| Action item |
Answer these questions using the passage below about 2021 federal pay:
1. What across-the-board raise did the president propose in February?
2. Which groups would the Senate provisions freeze pay for in 2021?
3. On what date does the current continuing resolution expire?

| Passage provided |
· · · · · · ·
To date, it’s unclear what the outcome will be for federal employees in 2021.
President Donald Trump proposed a 1% across-the-board federal pay raise back February. The proposal didn’t include a locality pay adjustment.
But since the president submitted his federal pay raise proposal to Congress, a lot has changed. The World Health Organization declared the COVID-19 crisis a pandemic. Agencies sent the vast majority of their employees home to work indefinitely. Stocks entered a bear market, and federal employees felt the loses in their Thrift Savings Plan. Unemployment soared.
It’s not incredibly surprising then that Senate Republicans offered up a federal pay proposal of their own. In a series of last minute appropriations bills, senators included provisions that would freeze pay for federal employees, political appointees and the vice president in 2021.
Senate appropriators have said the proposals were meant to kick-start negotiations between the two chambers about a long-term omnibus spending package for 2021. The current continuing resolution expires Dec. 11, and congressional leaders have said they would prefer to agree to a budget deal rather than kick the can down the road with another short-term funding solution.
· · · · · · ·
[Stored items]
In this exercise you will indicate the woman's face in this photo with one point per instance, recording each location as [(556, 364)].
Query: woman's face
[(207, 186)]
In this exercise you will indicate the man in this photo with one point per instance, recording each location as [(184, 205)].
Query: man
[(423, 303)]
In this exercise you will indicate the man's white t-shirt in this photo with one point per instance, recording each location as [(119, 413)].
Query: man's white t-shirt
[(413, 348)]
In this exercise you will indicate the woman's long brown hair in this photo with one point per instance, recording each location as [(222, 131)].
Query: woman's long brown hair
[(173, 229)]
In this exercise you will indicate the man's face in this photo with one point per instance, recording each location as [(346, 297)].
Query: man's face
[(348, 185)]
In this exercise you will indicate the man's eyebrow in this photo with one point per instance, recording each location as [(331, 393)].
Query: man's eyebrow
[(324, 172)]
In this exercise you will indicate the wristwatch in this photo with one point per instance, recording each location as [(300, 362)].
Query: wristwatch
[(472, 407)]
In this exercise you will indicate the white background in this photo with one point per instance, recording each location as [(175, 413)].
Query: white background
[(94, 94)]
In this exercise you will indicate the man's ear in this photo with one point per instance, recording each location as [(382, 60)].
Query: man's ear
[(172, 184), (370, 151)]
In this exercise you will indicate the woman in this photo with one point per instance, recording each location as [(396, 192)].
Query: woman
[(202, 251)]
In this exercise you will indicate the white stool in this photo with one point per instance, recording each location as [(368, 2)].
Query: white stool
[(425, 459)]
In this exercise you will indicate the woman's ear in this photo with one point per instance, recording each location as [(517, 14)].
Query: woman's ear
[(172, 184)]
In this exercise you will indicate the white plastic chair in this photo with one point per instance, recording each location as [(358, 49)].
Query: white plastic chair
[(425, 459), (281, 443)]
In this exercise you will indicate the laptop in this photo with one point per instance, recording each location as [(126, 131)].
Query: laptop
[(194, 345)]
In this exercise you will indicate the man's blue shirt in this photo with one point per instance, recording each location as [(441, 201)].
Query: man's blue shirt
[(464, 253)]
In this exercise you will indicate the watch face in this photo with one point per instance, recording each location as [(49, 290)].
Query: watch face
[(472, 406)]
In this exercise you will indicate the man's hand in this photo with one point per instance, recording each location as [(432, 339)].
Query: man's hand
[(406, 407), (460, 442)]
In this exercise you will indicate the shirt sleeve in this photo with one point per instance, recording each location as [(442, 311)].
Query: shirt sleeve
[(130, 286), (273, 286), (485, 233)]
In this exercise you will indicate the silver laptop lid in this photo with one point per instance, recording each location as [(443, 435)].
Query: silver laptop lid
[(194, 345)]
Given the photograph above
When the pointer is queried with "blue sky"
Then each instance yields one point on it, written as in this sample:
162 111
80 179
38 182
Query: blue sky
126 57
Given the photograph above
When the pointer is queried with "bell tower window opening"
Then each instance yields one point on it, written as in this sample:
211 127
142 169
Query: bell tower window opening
· · · · · · ·
| Result of this task |
1. A 1% raise.
2. Federal employees, political appointees and the vice president.
3. Dec. 11.